Items from a data source:
-------

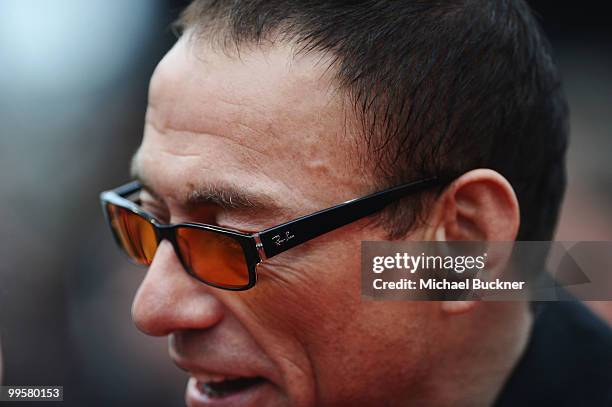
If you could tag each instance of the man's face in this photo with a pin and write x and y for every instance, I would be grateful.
(271, 126)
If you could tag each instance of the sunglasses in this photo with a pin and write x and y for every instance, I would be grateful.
(224, 258)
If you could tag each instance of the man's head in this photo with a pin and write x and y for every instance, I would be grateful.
(267, 111)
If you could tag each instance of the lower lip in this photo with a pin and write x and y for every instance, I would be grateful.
(257, 395)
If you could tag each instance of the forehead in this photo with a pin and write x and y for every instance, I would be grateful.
(263, 120)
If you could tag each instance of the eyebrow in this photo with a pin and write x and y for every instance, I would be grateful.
(225, 195)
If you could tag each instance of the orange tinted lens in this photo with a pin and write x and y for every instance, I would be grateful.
(213, 257)
(135, 234)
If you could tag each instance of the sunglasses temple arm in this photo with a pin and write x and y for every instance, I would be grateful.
(127, 189)
(283, 237)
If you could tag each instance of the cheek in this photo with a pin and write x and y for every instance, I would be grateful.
(323, 335)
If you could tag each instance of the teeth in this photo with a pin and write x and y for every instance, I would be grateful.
(214, 378)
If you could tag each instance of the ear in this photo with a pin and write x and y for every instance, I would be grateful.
(479, 205)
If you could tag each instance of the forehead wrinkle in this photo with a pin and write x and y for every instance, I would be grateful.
(219, 193)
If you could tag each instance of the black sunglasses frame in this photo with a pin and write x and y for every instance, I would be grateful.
(259, 246)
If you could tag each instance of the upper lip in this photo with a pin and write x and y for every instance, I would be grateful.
(215, 369)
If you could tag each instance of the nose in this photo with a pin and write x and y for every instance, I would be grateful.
(170, 300)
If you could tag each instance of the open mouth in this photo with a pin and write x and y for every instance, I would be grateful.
(228, 387)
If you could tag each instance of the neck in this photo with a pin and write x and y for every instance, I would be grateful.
(481, 348)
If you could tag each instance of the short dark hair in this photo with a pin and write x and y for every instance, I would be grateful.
(439, 86)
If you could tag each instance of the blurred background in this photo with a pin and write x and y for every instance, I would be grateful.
(73, 85)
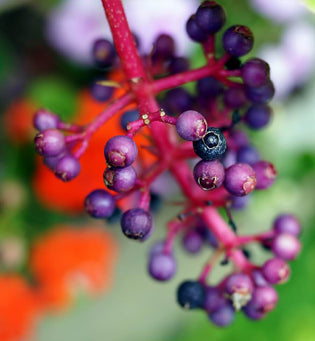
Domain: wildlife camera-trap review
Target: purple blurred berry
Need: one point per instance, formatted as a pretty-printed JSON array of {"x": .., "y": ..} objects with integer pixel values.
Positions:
[
  {"x": 255, "y": 72},
  {"x": 120, "y": 151},
  {"x": 286, "y": 246},
  {"x": 99, "y": 204},
  {"x": 238, "y": 40},
  {"x": 67, "y": 168},
  {"x": 44, "y": 119},
  {"x": 265, "y": 174},
  {"x": 287, "y": 223},
  {"x": 276, "y": 271},
  {"x": 121, "y": 179},
  {"x": 240, "y": 179},
  {"x": 136, "y": 223},
  {"x": 209, "y": 174},
  {"x": 50, "y": 142},
  {"x": 191, "y": 125}
]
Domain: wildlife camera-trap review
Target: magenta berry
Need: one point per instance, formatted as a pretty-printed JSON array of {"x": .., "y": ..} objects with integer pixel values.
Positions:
[
  {"x": 266, "y": 174},
  {"x": 99, "y": 204},
  {"x": 136, "y": 223},
  {"x": 120, "y": 151},
  {"x": 276, "y": 271},
  {"x": 238, "y": 40},
  {"x": 50, "y": 142},
  {"x": 287, "y": 223},
  {"x": 44, "y": 119},
  {"x": 286, "y": 246},
  {"x": 209, "y": 175},
  {"x": 120, "y": 179},
  {"x": 191, "y": 125},
  {"x": 240, "y": 179}
]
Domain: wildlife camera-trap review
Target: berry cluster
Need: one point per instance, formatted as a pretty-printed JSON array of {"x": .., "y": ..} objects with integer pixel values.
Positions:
[{"x": 200, "y": 126}]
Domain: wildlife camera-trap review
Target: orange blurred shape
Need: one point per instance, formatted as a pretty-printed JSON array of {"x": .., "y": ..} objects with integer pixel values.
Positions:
[
  {"x": 69, "y": 197},
  {"x": 18, "y": 308},
  {"x": 68, "y": 261},
  {"x": 18, "y": 121}
]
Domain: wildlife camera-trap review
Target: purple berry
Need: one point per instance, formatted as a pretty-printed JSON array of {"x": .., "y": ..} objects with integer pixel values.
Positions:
[
  {"x": 67, "y": 168},
  {"x": 255, "y": 72},
  {"x": 192, "y": 241},
  {"x": 276, "y": 271},
  {"x": 286, "y": 246},
  {"x": 120, "y": 179},
  {"x": 258, "y": 116},
  {"x": 191, "y": 295},
  {"x": 50, "y": 142},
  {"x": 264, "y": 299},
  {"x": 240, "y": 179},
  {"x": 239, "y": 287},
  {"x": 214, "y": 299},
  {"x": 223, "y": 317},
  {"x": 287, "y": 223},
  {"x": 162, "y": 267},
  {"x": 136, "y": 223},
  {"x": 238, "y": 40},
  {"x": 211, "y": 146},
  {"x": 100, "y": 204},
  {"x": 261, "y": 94},
  {"x": 265, "y": 174},
  {"x": 103, "y": 53},
  {"x": 194, "y": 31},
  {"x": 210, "y": 17},
  {"x": 209, "y": 175},
  {"x": 248, "y": 154},
  {"x": 234, "y": 98},
  {"x": 120, "y": 151},
  {"x": 191, "y": 125},
  {"x": 44, "y": 120}
]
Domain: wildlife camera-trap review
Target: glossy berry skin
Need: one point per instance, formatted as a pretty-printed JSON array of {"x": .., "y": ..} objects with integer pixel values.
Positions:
[
  {"x": 255, "y": 72},
  {"x": 287, "y": 223},
  {"x": 266, "y": 174},
  {"x": 192, "y": 242},
  {"x": 209, "y": 175},
  {"x": 50, "y": 142},
  {"x": 276, "y": 271},
  {"x": 194, "y": 31},
  {"x": 210, "y": 17},
  {"x": 162, "y": 267},
  {"x": 258, "y": 116},
  {"x": 136, "y": 223},
  {"x": 43, "y": 119},
  {"x": 234, "y": 98},
  {"x": 238, "y": 40},
  {"x": 128, "y": 116},
  {"x": 100, "y": 92},
  {"x": 215, "y": 299},
  {"x": 191, "y": 125},
  {"x": 67, "y": 168},
  {"x": 120, "y": 180},
  {"x": 240, "y": 179},
  {"x": 261, "y": 94},
  {"x": 191, "y": 295},
  {"x": 211, "y": 146},
  {"x": 248, "y": 154},
  {"x": 120, "y": 151},
  {"x": 286, "y": 246},
  {"x": 264, "y": 299},
  {"x": 100, "y": 204},
  {"x": 103, "y": 53},
  {"x": 223, "y": 317}
]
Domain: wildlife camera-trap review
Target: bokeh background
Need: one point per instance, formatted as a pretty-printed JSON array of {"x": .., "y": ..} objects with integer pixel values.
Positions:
[{"x": 45, "y": 62}]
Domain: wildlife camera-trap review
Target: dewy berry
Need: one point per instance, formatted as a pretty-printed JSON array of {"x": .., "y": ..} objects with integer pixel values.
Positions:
[{"x": 177, "y": 125}]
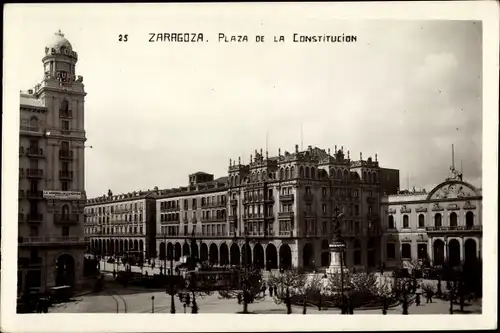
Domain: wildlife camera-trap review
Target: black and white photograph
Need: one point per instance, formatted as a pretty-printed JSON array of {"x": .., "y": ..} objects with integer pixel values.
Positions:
[{"x": 218, "y": 160}]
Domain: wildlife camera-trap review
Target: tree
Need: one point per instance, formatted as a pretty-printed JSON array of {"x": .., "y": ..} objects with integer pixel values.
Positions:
[
  {"x": 248, "y": 288},
  {"x": 286, "y": 282},
  {"x": 308, "y": 287}
]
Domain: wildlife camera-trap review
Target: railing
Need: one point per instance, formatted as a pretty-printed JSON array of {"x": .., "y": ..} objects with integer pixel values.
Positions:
[
  {"x": 454, "y": 228},
  {"x": 30, "y": 129},
  {"x": 66, "y": 218},
  {"x": 52, "y": 240},
  {"x": 286, "y": 197},
  {"x": 66, "y": 154},
  {"x": 35, "y": 173},
  {"x": 34, "y": 194},
  {"x": 287, "y": 215},
  {"x": 309, "y": 214},
  {"x": 34, "y": 152},
  {"x": 65, "y": 174}
]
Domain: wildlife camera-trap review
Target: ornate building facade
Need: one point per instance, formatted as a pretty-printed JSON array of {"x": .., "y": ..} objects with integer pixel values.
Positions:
[
  {"x": 51, "y": 173},
  {"x": 124, "y": 223},
  {"x": 283, "y": 204},
  {"x": 444, "y": 224}
]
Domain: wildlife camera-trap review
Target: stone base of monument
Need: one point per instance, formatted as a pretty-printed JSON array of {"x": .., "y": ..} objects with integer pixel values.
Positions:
[{"x": 336, "y": 249}]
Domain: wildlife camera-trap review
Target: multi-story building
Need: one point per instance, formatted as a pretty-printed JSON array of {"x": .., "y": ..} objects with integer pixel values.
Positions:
[
  {"x": 284, "y": 204},
  {"x": 444, "y": 224},
  {"x": 51, "y": 173},
  {"x": 121, "y": 224}
]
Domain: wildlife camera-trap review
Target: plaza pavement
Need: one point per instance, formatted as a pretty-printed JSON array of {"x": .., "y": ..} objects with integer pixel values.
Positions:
[{"x": 138, "y": 300}]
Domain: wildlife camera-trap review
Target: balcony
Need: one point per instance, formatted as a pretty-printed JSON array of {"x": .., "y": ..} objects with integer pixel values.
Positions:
[
  {"x": 64, "y": 174},
  {"x": 286, "y": 215},
  {"x": 458, "y": 228},
  {"x": 66, "y": 218},
  {"x": 50, "y": 241},
  {"x": 34, "y": 195},
  {"x": 286, "y": 197},
  {"x": 30, "y": 130},
  {"x": 68, "y": 114},
  {"x": 34, "y": 173},
  {"x": 269, "y": 199},
  {"x": 309, "y": 197},
  {"x": 35, "y": 218},
  {"x": 35, "y": 152},
  {"x": 66, "y": 155}
]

-------

**HOW TO COMPLETE THIS TASK:** I'd like the lines above from the one with "Target: railing" up to and including the one with "Target: plaza pavement" copied exactly, with no other lines.

**FINISHED EXERCISE:**
Target: railing
Need: one point per instance, formatted as a pretty-printed JSON array of {"x": .., "y": ..} objects with integer pixel values.
Positions:
[
  {"x": 454, "y": 228},
  {"x": 30, "y": 129},
  {"x": 66, "y": 218},
  {"x": 52, "y": 240},
  {"x": 286, "y": 197},
  {"x": 66, "y": 154},
  {"x": 35, "y": 173},
  {"x": 34, "y": 194},
  {"x": 287, "y": 215},
  {"x": 309, "y": 214},
  {"x": 34, "y": 152},
  {"x": 65, "y": 174}
]
Domain: wildlife camera-trap review
Target: ornate building facade
Need: one point per instance, formatted as a pretty-printed JSON array of {"x": .., "y": ..} objects with integer pixel values.
Positions:
[
  {"x": 51, "y": 173},
  {"x": 124, "y": 223},
  {"x": 283, "y": 204},
  {"x": 444, "y": 224}
]
Domain: wildlife camera-trap review
Target: stone base of monument
Need: one point per instance, formatted as a pretty-printed JSON array of {"x": .., "y": ..} objects with integer pixel values.
Positions:
[{"x": 336, "y": 249}]
Domain: wildlife camera-trap review
Target: multi-story building
Need: one point per instance, formatted as a pretty-printed JSON array of {"x": .., "y": ..} objects with integer pixel values.
Positions:
[
  {"x": 284, "y": 204},
  {"x": 444, "y": 224},
  {"x": 51, "y": 173},
  {"x": 121, "y": 224}
]
Domain: wildlife camera-trap review
Target: plaza pavement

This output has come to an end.